EXTRACTED INFORMATION:
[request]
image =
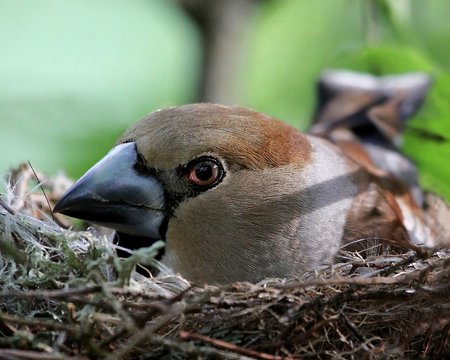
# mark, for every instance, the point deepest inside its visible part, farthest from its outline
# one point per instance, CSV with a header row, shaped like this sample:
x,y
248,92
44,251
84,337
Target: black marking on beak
x,y
113,193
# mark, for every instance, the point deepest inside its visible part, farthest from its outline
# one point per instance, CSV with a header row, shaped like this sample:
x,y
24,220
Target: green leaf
x,y
75,73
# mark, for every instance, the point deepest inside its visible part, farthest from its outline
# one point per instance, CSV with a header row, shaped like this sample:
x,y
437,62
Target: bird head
x,y
235,194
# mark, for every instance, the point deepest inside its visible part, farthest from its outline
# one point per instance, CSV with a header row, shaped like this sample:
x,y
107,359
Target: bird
x,y
237,195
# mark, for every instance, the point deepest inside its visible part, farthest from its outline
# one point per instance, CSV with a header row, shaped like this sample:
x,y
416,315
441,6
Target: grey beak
x,y
113,193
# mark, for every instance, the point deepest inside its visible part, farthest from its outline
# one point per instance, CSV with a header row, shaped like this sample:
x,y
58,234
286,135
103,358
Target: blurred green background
x,y
75,73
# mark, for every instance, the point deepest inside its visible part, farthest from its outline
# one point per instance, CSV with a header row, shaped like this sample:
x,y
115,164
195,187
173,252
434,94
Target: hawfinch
x,y
240,196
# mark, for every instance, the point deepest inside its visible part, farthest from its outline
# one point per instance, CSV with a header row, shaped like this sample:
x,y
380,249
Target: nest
x,y
65,294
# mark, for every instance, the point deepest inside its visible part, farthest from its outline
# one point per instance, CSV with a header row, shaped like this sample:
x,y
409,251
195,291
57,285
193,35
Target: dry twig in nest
x,y
66,295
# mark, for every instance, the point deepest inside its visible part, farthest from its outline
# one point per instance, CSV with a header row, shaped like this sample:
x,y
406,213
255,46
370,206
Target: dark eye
x,y
205,172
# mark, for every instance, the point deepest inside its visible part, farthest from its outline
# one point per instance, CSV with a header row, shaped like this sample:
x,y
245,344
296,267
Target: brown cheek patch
x,y
277,144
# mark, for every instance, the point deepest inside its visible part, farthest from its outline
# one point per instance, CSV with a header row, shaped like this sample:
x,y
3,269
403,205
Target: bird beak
x,y
115,194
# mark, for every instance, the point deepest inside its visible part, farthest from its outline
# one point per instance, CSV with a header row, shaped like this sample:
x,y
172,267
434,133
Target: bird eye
x,y
205,172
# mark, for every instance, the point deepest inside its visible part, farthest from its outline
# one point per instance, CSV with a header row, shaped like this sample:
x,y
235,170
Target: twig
x,y
35,355
6,206
186,335
51,294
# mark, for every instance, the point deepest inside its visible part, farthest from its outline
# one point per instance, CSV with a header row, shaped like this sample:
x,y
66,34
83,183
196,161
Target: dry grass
x,y
66,295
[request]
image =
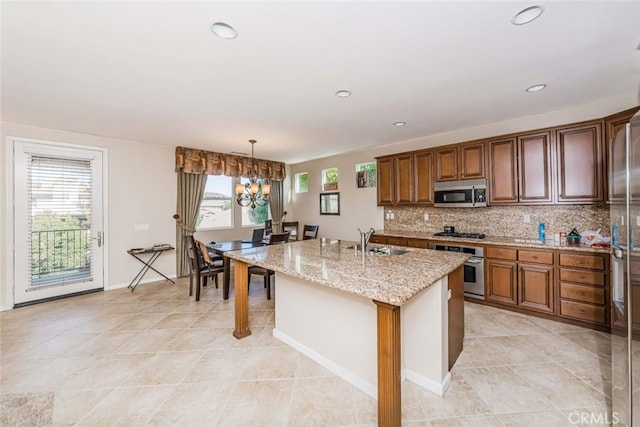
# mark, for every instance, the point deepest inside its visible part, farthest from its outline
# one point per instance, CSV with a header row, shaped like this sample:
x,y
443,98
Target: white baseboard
x,y
350,377
438,388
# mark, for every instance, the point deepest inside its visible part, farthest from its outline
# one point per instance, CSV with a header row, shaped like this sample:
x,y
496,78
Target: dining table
x,y
232,245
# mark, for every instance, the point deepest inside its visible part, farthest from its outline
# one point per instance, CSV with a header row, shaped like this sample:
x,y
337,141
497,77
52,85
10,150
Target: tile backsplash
x,y
500,220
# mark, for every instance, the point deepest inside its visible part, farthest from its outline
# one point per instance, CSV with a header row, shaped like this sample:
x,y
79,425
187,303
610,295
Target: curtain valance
x,y
190,160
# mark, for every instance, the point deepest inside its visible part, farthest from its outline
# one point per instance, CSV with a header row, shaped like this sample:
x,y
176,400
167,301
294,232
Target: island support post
x,y
241,277
389,369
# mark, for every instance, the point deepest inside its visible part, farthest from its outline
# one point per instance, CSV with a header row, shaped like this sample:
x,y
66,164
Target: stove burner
x,y
461,235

TASK DETAILS: Print out the material word for word, omitting the pictures.

EXERCISE SOLUTION:
[request]
image =
# mark, for every instance, the point deepest inside its visible part, farthest from its outline
# one point per instance, CSV with a header row, shaped like this sample:
x,y
248,92
44,251
84,337
Target: black marking on beak
x,y
113,193
# mark, for every instance, the point deepest inside its visible part, farthest from its outline
# one point per instance, CSV with a header row, shaped like this sample:
x,y
24,220
Target: green leaf
x,y
75,73
# mark, for every instance, the point deepest inside its visible part, farthest from its outline
# one point per instance, CSV with a header row, shaped like this sample:
x,y
437,62
Target: bird head
x,y
235,194
# mark, for every instance, the point deepest inside its visible part, farthest from its outline
# one point per instance, CSV with a header row, shaped like this sample:
x,y
107,359
Target: bird
x,y
237,195
# mark, for every instance, the point deepest inside its visible part, farthest from its outline
# one point per instance, CSV with a header row, shaped like this sample:
x,y
416,315
441,6
Target: grey beak
x,y
113,193
# mark, for every instance, the point deepest inside its visible part, farthest from its outline
# one point per instance, CSV with a header row, shaped like this sample:
x,y
58,234
286,135
103,358
Target: blurred green background
x,y
75,73
# mark, for every instance, the point deepest inside its visible part, farthest from its outline
# one point per instance, CSV with a header row, shaped like this sample:
x,y
115,164
195,187
173,252
434,94
Target: hawfinch
x,y
240,196
# mark, for every instance, the point deepest inside its visible part, farthest from its outline
# one point per instance, CSV with a header row, shaped like this sample:
x,y
380,249
Target: nest
x,y
65,294
# mark, for every instance, the point deepest inside its visible part, farthest from its outline
# one point per instance, CSV with a header row, shaped like this sample:
x,y
409,251
195,291
57,285
193,35
Target: dry twig in nest
x,y
66,295
# mark, for every instance, the point deepest inside its visible part, farthest from its outline
# one point per instance, CSV with a header row, shaped like this sample:
x,y
406,213
255,46
370,206
Target: dark eye
x,y
205,172
# mark, for every instance, the point deepest inside its visible part, farthest from its outline
# one point per instance, CSV with a header row, shaped like this sample:
x,y
245,344
296,267
Target: brown cheek patch
x,y
277,144
# mark, for every instance, the point deepest inside its visible part, farthest from its outline
# one point per instance, CSV with a header row, shaped like this sample:
x,y
3,269
403,205
Target: bird beak
x,y
115,194
# mark, for every instance, the point deepest inside its visible part, farthest from its outline
# one point per instance, CSV with a header row, shaped like this sample:
x,y
172,267
434,133
Target: bird eye
x,y
205,172
# mark, for every instance, the point deepest inside its visible part, farthest from its outline
# one point per instance, CSV with a header row, shaped like this sample:
x,y
235,170
Target: twig
x,y
35,355
6,206
186,335
51,294
# mark, for every instance, the point deepest inside its visible part, farthest from its outline
# one point per instance, CSV with a header row, shaped like this sample:
x,y
66,34
83,183
196,161
Target: dry grass
x,y
66,295
[request]
image =
# mark, for every instance, the point deepest inside its visible part, farthest from its outline
# one point per instance, CSV with a header row, shaped like this sample:
x,y
443,98
Target: white baseboard
x,y
350,377
438,388
# mark, for every instance, the point deepest inside its visible part, farthest from its outline
# one point per instance, CSV with a header row, shaped like this sample:
x,y
496,78
Target: dining table
x,y
232,245
# mark, for every instance, the point deepest inside its visible part, farthest from its outline
# one point per instance, CSV with a header row, shaped like this sample:
x,y
337,141
497,77
52,85
10,150
Target: tile backsplash
x,y
500,220
# mark, for every instance, the point deepest inside its visible part, farthest from its outline
# one point per instance, CSV with a header row, shaped like this sample:
x,y
79,425
187,303
610,295
Target: curtain valance
x,y
190,160
# mark, for every instance, the point deepest inside its visible part, farthest from its outline
# one point per instance, CSV with a header row, shaped like this sample:
x,y
176,400
167,301
294,232
Target: island support post
x,y
241,277
389,369
# mark, for every instance, the point deepest inside its visible part, farthest from its outline
# one point per instance, CSV with a header row, shaped like this sample:
x,y
66,164
Target: stove burner
x,y
461,235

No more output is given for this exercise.